(Image point grounding data)
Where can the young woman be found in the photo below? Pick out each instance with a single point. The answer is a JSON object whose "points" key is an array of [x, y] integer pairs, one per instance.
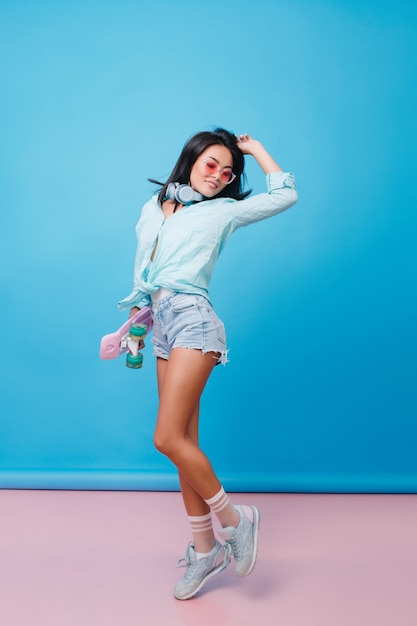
{"points": [[181, 233]]}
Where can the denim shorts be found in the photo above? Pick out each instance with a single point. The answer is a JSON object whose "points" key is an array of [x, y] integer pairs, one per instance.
{"points": [[187, 321]]}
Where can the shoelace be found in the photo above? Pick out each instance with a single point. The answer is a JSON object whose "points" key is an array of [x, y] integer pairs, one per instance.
{"points": [[236, 548]]}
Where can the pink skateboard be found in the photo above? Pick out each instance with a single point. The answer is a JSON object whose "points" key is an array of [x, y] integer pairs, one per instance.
{"points": [[128, 339]]}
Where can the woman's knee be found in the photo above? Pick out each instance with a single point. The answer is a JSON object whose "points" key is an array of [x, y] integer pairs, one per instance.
{"points": [[166, 443]]}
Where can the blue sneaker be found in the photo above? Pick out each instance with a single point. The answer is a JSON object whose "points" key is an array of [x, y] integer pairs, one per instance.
{"points": [[243, 540], [199, 571]]}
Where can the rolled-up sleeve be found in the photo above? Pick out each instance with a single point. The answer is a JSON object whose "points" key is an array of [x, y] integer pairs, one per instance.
{"points": [[281, 195]]}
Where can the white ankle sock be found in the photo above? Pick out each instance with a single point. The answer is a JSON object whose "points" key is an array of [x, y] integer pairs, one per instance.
{"points": [[221, 505]]}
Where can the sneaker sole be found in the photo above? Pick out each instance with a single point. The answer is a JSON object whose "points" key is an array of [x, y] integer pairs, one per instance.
{"points": [[256, 525], [217, 570]]}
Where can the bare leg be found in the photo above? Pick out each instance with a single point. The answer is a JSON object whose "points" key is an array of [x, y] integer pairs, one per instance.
{"points": [[194, 504], [185, 376]]}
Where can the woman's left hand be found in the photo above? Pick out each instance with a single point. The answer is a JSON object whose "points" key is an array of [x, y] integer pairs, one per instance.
{"points": [[246, 144], [254, 147]]}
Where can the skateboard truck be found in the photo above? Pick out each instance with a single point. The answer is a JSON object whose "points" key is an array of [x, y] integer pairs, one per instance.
{"points": [[128, 339]]}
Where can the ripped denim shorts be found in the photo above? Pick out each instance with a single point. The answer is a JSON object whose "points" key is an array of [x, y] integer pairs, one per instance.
{"points": [[187, 321]]}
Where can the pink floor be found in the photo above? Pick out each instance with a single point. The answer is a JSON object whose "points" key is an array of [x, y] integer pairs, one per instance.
{"points": [[72, 558]]}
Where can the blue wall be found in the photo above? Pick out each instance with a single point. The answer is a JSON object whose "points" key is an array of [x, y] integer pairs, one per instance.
{"points": [[97, 96]]}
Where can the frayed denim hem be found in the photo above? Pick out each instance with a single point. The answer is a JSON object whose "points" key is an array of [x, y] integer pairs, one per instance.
{"points": [[221, 360]]}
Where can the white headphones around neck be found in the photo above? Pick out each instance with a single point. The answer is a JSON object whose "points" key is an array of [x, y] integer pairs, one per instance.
{"points": [[182, 193]]}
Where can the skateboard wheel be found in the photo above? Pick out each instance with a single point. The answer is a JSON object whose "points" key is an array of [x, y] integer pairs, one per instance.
{"points": [[137, 331], [135, 362]]}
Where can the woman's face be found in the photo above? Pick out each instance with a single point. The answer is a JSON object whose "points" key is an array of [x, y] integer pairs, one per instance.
{"points": [[212, 171]]}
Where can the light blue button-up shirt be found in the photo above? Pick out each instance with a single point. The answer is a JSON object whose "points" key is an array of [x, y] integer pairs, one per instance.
{"points": [[190, 240]]}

▶ [Prompt]
Retype each line above exactly. Leave the images out.

▶ [Solution for this exercise]
Where can the young woman be found in the photo below? Pick out each instance with a single point. The answer is a JSON object whose "points" key is an array of [x, y] integer pairs, one per instance.
{"points": [[181, 233]]}
Where can the denim shorts be found in the photo above? Pick out each instance with a single point. The answer is a JSON object whose "points" key is an array of [x, y] integer pairs, one per instance.
{"points": [[187, 321]]}
Where can the shoelace be found in the photo above? Pick out each instance with a single point. The answer is a JSON object whose "points" key is an array of [x, y] integer pairs, one per instance.
{"points": [[236, 548]]}
Where can the pink skateboard be found in the photo above? Pick out each instance with a single point. The answer is a JSON object whose "points" key is an array of [x, y] integer pairs, one per instance.
{"points": [[128, 339]]}
Where can the woman's knee be found in the photo above? Pick out each instance with a single point. The answer is a JSON object whose "points" key is an array of [x, y] integer pairs, one per instance.
{"points": [[166, 443]]}
Where can the blue sneaker be found in the photo above? Pick out each instance with a single point. The answer is a JSON object whose "points" key is an array of [x, y] integer pairs, one per instance.
{"points": [[243, 540], [199, 571]]}
Where can the rolled-up sleeve be found in the photo above? Pick out each instance with a single point. The answer is a JSON object whose "points" key is an array of [x, y] integer pairs, one per instance.
{"points": [[281, 195]]}
Where can the white ankle sock be found in the photo above? Pick out each instance with a single point. The answer is a JSON object whose "points" key is an array of [x, y] integer pairs, one per instance.
{"points": [[221, 505]]}
Where can the sneaker sole be found in the photo above? Pick out each instance with a single point. The answer is a JSON object whose "points" key is an array of [x, y] integer pairs, one per instance.
{"points": [[256, 525], [217, 570]]}
Where can the bare leg be found in the photo above? Pick out each instance with a single point. The answer is a JSON object whose "points" key is an array of [x, y] integer pairs, one per instance.
{"points": [[194, 504], [185, 376]]}
Where can the woman's left hand be found in the photo above? Pick out each instance with a single point. The answer is a JSON object whose "points" key is an array of [x, y] integer pairs, one per instance.
{"points": [[246, 144], [254, 147]]}
Where can the skateboard truck be found in the photo above? Pick out each instance with a single point. The answer is a JSON object whose "points" key is an array of [x, y] integer pairs, one per instance.
{"points": [[128, 339]]}
Where can the ripped denim shorts be found in the photo above? Pick out each instance with a single point. The answer is a JSON object whose "points" key is an array of [x, y] integer pairs, one per instance.
{"points": [[187, 321]]}
Where can the pink floor be found in the photo above? Pick out each instance with a single point. The answer is a JSON object whose "points" key is an array of [x, y] integer pairs, one per instance.
{"points": [[72, 558]]}
Where can the blue wall be found in the photo above? Pick out each instance with a single point. The answer is a JSON object whose "points" key is an array of [x, y] integer pairs, one per instance.
{"points": [[97, 96]]}
Where can the frayed denim hem be found in the photo above? Pick out each instance with a single point. The answer is a JSON object whose "points" key is an array of [x, y] integer pairs, one per instance.
{"points": [[221, 360]]}
Where can the white headphones around neck be found in the photo above? Pick out each instance with a single point. The answer is a JSON object whose "points" key is an array of [x, y] integer pairs, one per instance.
{"points": [[182, 193]]}
Where can the skateboard wheel be found in the photo above? Pick out each instance with a single point. The answer is a JSON object whose "points" key is an array of [x, y] integer pairs, one per instance.
{"points": [[137, 331], [135, 362]]}
Where can the woman's face be found in the photo above? Pick out each instance with a single point. The answer is a JSON object whose "points" key is an array of [x, y] integer pairs, one per instance.
{"points": [[212, 171]]}
Where can the light blue button-up shirt be found in the photo above? Pick out each instance with a single point. The answer is a JSON object whose "points" key is an array of [x, y] integer pairs, one per instance.
{"points": [[190, 240]]}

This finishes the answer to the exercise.